GOAL
Copy word for word the lines of the records below, from the line containing "Where can you see the snow-covered hill" through the line containing "point(64, 300)", both of those lines included.

STORED RECORDS
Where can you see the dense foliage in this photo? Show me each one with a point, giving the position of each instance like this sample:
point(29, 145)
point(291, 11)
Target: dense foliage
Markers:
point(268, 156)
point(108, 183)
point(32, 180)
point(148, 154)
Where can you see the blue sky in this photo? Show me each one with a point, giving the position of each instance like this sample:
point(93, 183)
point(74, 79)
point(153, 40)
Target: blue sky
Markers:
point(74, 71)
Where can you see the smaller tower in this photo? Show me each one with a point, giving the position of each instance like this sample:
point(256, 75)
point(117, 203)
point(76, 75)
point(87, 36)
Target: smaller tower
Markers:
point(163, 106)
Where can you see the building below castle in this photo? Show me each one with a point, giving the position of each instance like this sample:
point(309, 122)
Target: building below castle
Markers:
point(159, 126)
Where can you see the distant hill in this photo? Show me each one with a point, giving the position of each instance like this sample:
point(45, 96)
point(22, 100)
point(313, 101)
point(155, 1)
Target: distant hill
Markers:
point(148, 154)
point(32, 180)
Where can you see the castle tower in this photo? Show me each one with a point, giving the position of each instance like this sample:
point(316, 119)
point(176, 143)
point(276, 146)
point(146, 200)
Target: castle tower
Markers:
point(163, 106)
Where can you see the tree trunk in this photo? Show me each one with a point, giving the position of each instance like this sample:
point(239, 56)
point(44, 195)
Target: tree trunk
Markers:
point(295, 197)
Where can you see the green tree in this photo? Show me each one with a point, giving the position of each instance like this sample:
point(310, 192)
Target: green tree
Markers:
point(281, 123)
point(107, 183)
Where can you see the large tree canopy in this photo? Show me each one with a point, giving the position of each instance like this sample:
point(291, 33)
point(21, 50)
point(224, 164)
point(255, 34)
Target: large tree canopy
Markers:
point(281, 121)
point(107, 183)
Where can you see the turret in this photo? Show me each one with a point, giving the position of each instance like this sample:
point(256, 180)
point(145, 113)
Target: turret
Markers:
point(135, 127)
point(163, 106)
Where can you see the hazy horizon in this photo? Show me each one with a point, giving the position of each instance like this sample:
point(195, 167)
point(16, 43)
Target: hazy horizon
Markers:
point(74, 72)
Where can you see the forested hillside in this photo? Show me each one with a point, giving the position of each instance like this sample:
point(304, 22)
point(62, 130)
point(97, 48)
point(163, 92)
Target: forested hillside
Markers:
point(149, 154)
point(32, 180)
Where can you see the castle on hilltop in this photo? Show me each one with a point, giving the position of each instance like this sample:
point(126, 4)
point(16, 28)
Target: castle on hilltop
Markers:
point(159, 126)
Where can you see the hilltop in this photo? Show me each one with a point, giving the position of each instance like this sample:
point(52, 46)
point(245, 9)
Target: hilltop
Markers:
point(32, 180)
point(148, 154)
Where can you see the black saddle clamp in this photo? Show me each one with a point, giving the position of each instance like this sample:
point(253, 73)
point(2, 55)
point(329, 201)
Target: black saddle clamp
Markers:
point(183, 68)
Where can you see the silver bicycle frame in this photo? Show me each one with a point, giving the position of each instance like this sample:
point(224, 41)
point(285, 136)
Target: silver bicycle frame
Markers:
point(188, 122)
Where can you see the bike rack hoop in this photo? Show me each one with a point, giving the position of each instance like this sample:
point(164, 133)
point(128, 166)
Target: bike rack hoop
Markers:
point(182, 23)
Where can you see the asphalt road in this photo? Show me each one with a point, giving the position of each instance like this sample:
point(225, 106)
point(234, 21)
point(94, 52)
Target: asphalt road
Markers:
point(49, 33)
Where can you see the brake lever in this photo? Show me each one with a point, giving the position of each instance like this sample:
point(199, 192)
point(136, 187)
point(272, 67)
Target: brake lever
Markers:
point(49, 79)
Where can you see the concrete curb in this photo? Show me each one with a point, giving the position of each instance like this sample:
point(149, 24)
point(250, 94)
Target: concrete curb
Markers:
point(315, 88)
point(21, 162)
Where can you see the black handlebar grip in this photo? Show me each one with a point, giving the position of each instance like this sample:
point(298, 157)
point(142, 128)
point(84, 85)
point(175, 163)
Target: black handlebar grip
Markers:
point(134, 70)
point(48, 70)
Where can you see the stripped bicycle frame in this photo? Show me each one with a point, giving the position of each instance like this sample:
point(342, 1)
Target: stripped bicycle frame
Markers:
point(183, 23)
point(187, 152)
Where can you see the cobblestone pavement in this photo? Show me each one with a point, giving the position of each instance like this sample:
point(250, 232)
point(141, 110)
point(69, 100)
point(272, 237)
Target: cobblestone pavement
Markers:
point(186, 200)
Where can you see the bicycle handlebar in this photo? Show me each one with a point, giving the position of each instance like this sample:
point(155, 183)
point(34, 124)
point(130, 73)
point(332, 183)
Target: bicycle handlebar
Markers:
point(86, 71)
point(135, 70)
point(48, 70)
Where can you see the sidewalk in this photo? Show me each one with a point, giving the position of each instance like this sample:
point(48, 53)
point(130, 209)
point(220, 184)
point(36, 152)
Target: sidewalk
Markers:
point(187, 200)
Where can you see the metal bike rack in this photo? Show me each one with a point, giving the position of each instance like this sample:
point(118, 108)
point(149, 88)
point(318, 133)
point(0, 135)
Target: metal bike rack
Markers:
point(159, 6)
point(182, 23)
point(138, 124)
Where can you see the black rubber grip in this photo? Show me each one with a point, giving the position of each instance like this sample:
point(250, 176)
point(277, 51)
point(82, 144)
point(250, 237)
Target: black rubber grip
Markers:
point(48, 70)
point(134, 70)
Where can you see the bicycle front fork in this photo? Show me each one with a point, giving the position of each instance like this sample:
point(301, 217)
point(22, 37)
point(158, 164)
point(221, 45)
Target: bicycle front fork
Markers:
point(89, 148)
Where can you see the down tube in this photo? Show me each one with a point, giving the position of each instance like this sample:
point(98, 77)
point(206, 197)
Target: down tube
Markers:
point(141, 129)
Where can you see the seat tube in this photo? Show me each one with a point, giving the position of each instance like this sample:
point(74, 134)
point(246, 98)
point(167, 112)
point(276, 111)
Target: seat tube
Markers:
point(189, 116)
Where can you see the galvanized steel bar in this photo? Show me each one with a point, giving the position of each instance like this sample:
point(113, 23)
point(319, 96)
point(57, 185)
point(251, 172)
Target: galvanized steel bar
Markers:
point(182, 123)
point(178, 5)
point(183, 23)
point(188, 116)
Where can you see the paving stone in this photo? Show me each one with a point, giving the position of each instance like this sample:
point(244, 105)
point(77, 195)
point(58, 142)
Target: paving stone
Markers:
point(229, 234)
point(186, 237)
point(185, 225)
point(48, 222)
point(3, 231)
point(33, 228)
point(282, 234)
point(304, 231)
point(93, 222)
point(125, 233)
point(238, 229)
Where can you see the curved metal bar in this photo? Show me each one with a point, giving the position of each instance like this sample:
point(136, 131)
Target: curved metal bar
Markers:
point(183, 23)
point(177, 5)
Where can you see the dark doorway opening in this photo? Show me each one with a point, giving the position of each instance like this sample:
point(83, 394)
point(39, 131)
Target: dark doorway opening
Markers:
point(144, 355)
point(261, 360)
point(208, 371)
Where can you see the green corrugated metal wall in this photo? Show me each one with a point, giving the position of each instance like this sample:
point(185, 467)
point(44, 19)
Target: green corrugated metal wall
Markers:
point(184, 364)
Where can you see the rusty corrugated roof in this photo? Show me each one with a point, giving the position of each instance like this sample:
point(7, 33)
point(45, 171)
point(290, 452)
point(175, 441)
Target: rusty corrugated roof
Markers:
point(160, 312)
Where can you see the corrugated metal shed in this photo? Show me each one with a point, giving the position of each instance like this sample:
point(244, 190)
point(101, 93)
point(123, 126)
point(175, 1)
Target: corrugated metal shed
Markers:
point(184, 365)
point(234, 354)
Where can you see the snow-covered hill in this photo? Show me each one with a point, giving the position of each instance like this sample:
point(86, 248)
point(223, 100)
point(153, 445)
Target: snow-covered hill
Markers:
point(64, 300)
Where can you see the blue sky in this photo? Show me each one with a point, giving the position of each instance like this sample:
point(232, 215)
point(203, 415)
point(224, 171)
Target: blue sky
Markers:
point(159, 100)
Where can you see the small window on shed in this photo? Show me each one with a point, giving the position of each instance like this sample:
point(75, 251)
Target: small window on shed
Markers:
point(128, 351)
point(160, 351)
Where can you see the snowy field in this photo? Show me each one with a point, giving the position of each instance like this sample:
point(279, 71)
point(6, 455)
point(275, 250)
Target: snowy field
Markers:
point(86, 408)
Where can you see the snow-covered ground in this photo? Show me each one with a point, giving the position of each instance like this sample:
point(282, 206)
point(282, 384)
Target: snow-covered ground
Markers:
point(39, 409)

RESULT FOR THIS EXERCISE
Where can you see the snow-covered hill in this photo? Show me each one with a point, giving the position of each instance like this sample:
point(86, 248)
point(223, 100)
point(153, 445)
Target: snow-covered hill
Markers:
point(64, 300)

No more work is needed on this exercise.